Task brief | Please count the lines of the material below that contain the word "sticker" and give only that number.

-- BEGIN Data listing --

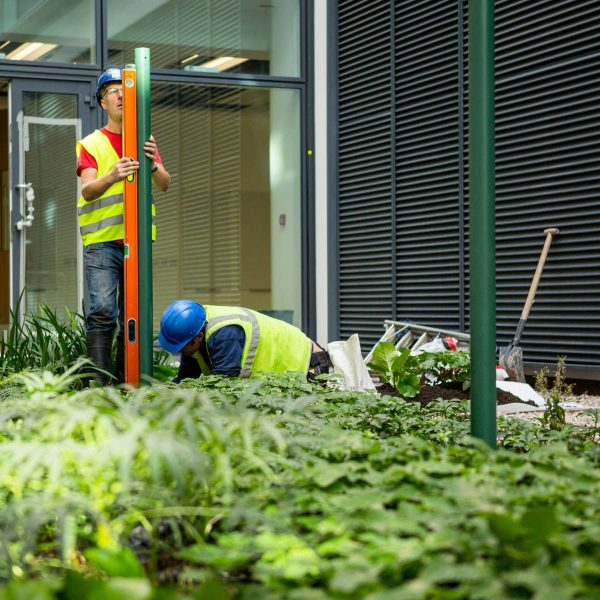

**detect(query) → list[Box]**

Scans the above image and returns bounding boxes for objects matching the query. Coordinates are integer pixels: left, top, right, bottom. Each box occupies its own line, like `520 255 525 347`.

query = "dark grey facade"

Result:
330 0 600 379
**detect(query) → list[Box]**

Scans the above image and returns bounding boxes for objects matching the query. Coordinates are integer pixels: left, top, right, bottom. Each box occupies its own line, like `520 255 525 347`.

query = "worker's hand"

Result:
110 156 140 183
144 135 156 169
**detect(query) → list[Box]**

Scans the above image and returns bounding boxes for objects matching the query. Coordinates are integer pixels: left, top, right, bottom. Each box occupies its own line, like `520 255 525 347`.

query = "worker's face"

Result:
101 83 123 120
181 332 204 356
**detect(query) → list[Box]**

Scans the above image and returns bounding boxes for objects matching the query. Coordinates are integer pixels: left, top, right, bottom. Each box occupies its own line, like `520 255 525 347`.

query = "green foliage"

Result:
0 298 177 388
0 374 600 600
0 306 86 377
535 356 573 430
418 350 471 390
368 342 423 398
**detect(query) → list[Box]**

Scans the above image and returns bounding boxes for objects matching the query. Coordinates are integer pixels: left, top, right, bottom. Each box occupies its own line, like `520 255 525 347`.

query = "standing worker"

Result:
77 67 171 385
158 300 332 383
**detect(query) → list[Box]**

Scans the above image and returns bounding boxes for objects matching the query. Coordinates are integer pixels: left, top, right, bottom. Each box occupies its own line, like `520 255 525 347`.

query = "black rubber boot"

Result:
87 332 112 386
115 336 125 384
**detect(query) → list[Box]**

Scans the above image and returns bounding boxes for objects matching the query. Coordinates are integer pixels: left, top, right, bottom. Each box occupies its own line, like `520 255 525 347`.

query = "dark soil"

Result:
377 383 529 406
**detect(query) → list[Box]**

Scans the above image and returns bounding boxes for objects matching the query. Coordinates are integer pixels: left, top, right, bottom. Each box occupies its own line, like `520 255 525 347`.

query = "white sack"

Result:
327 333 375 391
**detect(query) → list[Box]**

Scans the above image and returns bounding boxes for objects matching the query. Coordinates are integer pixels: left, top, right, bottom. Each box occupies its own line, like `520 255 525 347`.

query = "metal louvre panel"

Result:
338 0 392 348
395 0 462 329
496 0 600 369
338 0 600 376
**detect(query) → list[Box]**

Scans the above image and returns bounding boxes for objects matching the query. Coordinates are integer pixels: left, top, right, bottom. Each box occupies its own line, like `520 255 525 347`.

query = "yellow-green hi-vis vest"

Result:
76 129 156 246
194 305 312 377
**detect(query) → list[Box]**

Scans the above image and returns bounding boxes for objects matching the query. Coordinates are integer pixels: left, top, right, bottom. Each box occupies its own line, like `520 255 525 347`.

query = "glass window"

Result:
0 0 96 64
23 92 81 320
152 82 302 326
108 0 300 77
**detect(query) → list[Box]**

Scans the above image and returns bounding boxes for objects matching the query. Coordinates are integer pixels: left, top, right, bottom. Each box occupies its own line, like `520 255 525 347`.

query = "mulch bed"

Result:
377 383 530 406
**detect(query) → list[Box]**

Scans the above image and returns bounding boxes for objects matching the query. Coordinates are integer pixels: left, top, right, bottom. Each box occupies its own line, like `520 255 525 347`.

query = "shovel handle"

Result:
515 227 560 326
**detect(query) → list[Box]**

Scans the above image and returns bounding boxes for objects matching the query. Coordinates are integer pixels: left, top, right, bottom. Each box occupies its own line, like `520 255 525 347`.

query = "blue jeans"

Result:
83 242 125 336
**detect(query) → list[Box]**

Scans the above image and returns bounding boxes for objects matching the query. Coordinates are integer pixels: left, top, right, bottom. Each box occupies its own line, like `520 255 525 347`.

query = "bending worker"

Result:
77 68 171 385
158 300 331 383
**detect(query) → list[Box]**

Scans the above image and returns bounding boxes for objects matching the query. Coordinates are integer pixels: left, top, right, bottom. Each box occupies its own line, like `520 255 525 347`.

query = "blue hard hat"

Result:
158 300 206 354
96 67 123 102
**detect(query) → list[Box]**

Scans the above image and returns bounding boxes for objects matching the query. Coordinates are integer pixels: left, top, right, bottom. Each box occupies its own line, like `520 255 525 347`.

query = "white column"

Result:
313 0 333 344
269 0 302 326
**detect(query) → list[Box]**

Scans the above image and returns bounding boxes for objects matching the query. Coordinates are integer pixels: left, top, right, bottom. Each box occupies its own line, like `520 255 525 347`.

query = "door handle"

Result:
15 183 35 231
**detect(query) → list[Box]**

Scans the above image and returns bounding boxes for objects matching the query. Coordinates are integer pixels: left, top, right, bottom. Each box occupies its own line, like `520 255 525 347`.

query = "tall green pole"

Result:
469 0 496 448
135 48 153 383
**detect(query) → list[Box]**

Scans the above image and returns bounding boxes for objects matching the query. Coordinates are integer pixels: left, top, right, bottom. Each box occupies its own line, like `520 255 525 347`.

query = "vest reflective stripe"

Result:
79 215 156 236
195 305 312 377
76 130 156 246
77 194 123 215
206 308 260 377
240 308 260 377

-- END Data listing --
-- BEGIN Data listing --

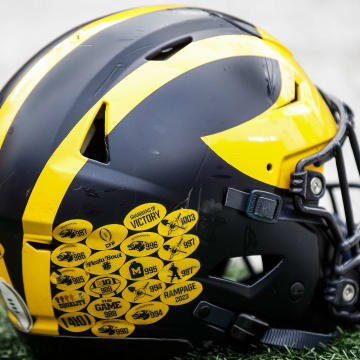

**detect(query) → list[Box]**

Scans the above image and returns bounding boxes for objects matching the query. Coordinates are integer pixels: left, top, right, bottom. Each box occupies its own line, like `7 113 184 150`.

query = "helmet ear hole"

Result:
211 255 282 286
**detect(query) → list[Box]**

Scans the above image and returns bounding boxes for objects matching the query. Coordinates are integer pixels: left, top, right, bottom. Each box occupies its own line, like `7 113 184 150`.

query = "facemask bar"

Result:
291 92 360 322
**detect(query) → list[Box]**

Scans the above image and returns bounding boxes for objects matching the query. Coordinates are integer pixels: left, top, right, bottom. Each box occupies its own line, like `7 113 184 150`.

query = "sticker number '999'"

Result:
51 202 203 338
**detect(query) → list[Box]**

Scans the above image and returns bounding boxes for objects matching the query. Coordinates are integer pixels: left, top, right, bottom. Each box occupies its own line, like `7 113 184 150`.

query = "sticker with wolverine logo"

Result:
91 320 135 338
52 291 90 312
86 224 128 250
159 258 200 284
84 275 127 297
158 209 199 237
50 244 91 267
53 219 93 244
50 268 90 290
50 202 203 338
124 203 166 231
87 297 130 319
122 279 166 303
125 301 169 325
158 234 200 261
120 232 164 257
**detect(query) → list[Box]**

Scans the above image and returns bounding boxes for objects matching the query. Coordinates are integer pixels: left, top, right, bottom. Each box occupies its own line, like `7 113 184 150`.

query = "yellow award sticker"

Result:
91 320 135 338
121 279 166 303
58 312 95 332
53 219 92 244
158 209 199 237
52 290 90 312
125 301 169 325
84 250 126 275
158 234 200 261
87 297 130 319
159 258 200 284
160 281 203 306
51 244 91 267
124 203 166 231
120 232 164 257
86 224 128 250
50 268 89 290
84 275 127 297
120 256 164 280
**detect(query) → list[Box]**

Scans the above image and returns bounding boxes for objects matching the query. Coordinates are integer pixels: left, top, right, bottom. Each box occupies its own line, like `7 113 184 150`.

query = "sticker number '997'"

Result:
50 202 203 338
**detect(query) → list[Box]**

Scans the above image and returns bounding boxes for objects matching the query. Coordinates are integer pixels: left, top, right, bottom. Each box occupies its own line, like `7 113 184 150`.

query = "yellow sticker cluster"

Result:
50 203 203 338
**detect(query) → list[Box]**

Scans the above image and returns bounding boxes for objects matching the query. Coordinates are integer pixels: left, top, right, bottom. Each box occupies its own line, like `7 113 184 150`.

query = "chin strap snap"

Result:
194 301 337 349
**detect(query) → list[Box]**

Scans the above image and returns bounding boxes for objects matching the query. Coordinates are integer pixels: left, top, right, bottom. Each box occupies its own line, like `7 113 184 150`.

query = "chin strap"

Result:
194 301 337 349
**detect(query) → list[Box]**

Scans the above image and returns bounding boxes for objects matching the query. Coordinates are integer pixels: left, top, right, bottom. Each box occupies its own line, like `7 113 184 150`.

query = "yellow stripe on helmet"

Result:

-- END Data listing --

Solved exercise | 5